## Extract to read
========================================================================

AROUND THIS TIME every year we are hit with a barrage
of articles and TV programmes about spiralling crime
figures. The usual rash of calls for stiffer sentences and
more cops on the beat are thrown out as the answer.
Anarchists have a convincing analysis of crime and some
ideas on how to eliminate it for good. Conor McLoughlin
looks at the issues.

The Russian anarchist Kropotkin in his examination of the subject
came up with three types of crime. Property related crime,
government related crime and crimes against the person. In Britain it
has been estimated (Anarchist Black Cross bulletin) that 94% of
crime is committed against property (though admittedly a lot of it
would be personal property). However what isn’t recorded are those
crimes committed for property.

This isn’t just playing with words. We live in a capitalist system. But
where did all the capital come from in the first place? Check your
history books. The capitalism of the 18th and 19th century was built
on the piracy and slavery of the 16th and 17th. Millions of pounds of
gold, silver and spices plundered from the “New World” financed the
basis of the banking and trade system. One of the first commodities to
be traded was human beings. Slavery played a vital in the early years
of capitalism. Many English titled families of today owe their
knighthoods and dukedoms to this sordid trade.

DAYLIGHT ROBBERY

The day-to-day running of the system is daylight robbery. A worker’s
wages only represent a fraction of the value of his/her labour. The
rest flows into the boss’s pocket. This was what Proudhon meant by
the oft quoted “property is theft”. It would have been clearer
(though not as catchy!) if he had qualified this remark. All property
and wealth that enables you to exploit the labour of others is theft.
If we got paid what we were really worth the present system couldn’t
function. This is the main and fundamental reason for all the cops
and courts, to defend the system which ensures we slave our lives
away so that the rich can get richer.

There is also the whole range of officially criminal fraudulent
activities. These range from ‘insider trading’ to criminal empires like
the Mafia. Only a tiny fraction of these ever come to light. The law
is built to serve the bosses not to expose them.

========================================================================

## Exercise description
Please explain in one to three sentences what the article on crime gives as the main reason for cops and courts, and why.

========================================================================

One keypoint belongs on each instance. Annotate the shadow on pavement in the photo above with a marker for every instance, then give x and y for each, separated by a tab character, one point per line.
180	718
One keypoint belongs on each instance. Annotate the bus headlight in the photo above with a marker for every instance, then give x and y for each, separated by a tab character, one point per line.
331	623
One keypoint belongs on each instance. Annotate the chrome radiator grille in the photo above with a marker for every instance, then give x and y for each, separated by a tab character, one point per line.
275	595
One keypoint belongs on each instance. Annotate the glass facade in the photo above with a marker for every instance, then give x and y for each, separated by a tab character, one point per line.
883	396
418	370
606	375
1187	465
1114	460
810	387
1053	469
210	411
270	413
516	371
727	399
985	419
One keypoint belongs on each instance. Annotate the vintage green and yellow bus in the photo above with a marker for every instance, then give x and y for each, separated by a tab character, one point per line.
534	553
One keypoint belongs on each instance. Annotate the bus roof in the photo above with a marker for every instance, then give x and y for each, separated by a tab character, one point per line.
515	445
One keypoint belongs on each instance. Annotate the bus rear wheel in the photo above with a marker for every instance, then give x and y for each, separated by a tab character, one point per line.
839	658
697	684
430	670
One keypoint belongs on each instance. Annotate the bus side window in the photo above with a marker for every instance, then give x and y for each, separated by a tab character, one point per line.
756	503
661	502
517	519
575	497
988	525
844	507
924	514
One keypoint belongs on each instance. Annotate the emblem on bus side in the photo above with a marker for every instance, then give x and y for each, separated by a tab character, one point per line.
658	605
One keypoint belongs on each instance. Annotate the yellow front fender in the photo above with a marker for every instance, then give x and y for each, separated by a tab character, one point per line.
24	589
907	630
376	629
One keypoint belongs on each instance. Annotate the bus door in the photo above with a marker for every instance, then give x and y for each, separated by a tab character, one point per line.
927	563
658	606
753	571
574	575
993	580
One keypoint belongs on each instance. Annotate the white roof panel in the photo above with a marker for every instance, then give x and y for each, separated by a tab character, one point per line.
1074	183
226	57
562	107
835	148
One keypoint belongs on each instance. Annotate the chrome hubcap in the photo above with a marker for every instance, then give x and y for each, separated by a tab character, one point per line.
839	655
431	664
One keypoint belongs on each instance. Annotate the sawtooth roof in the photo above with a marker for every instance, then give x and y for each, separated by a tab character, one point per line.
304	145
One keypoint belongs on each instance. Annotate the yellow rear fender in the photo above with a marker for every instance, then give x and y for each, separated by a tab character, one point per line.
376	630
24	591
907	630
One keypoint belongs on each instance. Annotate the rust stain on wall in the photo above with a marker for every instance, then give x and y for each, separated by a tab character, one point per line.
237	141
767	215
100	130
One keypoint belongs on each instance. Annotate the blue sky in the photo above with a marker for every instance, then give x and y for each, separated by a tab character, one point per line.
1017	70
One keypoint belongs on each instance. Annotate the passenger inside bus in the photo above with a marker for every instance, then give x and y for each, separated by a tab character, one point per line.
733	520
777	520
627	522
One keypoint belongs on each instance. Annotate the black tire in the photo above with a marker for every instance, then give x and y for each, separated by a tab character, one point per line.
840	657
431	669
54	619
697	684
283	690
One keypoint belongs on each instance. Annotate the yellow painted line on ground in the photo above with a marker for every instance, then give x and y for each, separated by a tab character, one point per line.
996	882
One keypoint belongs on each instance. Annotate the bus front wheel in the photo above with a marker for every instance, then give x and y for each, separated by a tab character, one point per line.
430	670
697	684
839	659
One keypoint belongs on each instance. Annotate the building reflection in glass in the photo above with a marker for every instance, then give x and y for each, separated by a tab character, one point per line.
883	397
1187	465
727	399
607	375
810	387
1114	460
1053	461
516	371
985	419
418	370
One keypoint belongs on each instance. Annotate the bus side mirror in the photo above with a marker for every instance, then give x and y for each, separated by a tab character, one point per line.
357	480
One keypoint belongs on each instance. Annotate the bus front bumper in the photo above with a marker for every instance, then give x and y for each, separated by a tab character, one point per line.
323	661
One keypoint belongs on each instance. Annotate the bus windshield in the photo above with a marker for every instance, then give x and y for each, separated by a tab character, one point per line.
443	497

========================================================================

## Task solution
The article says a worker's wages are only a fraction of the value of their labor, with the rest going to the boss, and that the present system couldn't function if people were paid what they were really worth. So cops and courts exist mainly to defend a system that makes people slave their lives away so the rich can get richer.